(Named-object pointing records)

++++++++++++++++++++

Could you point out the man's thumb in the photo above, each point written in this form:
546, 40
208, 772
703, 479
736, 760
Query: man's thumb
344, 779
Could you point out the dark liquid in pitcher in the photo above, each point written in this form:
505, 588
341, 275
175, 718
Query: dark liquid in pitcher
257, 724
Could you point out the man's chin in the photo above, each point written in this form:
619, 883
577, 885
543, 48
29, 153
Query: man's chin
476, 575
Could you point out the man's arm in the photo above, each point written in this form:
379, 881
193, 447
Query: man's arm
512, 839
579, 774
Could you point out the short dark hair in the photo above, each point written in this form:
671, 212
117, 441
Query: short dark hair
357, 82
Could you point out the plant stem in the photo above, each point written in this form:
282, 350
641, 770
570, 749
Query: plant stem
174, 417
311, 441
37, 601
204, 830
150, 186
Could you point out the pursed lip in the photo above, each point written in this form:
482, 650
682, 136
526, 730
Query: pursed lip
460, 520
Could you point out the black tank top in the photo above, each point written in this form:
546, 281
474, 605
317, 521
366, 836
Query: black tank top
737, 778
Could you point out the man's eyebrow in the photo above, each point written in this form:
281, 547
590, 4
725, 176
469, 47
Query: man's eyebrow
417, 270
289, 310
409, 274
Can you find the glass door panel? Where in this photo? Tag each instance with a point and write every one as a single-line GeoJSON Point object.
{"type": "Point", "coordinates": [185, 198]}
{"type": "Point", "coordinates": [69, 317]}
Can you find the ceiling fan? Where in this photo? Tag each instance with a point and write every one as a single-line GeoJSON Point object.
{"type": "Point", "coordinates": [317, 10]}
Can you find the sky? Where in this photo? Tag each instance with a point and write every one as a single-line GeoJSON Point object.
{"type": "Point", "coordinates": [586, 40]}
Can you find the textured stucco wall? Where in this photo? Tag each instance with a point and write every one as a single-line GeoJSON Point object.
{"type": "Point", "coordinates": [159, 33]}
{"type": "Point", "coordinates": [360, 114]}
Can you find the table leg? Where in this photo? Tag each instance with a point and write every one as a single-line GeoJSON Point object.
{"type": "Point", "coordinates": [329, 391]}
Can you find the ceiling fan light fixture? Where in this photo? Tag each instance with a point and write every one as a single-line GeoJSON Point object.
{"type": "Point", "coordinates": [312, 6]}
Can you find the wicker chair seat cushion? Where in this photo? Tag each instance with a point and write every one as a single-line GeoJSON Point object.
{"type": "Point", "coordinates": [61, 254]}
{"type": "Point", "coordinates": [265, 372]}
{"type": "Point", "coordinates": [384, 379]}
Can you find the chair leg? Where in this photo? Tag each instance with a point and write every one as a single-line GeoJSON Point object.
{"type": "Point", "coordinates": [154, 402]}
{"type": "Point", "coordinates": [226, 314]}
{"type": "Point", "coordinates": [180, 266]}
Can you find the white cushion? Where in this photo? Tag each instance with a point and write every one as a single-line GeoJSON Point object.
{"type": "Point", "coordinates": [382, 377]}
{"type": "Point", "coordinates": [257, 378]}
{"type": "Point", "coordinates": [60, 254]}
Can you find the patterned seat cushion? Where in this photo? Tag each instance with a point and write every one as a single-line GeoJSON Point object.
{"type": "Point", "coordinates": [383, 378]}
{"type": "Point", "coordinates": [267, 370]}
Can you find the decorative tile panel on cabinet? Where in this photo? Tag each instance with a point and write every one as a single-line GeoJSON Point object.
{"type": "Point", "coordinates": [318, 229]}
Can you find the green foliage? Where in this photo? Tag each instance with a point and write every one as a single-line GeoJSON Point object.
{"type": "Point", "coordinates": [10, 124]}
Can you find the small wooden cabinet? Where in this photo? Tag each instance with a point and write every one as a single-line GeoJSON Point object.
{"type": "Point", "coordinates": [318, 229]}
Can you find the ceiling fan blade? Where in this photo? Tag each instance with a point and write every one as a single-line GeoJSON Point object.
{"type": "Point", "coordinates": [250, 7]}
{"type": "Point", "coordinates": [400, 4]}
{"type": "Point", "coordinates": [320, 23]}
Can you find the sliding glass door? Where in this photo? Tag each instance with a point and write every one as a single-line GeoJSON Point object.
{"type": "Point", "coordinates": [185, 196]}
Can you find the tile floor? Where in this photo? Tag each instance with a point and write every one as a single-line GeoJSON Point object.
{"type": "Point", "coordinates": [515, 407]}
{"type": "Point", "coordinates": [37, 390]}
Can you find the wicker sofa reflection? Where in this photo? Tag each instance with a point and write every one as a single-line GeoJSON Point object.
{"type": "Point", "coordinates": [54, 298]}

++++++++++++++++++++

▶ [Instructions to follow] Transcribe exactly, and only, the lines from the one bearing "Can you find the sliding" through the last line of the entries, counting both.

▶ [Exercise answer]
Can you find the sliding glass door? Where in this photo? Tag each instance with a point and write every one as a single-line GeoJSON Point object.
{"type": "Point", "coordinates": [185, 196]}
Can you find the tile floor? Where in this photo? Tag each instance with a point and write every one as a single-line GeoJSON Point object.
{"type": "Point", "coordinates": [515, 407]}
{"type": "Point", "coordinates": [37, 390]}
Can you find the wicker sofa reflection? Where in this photo? Tag each instance with a point and write every one as a single-line GeoJSON Point object.
{"type": "Point", "coordinates": [54, 298]}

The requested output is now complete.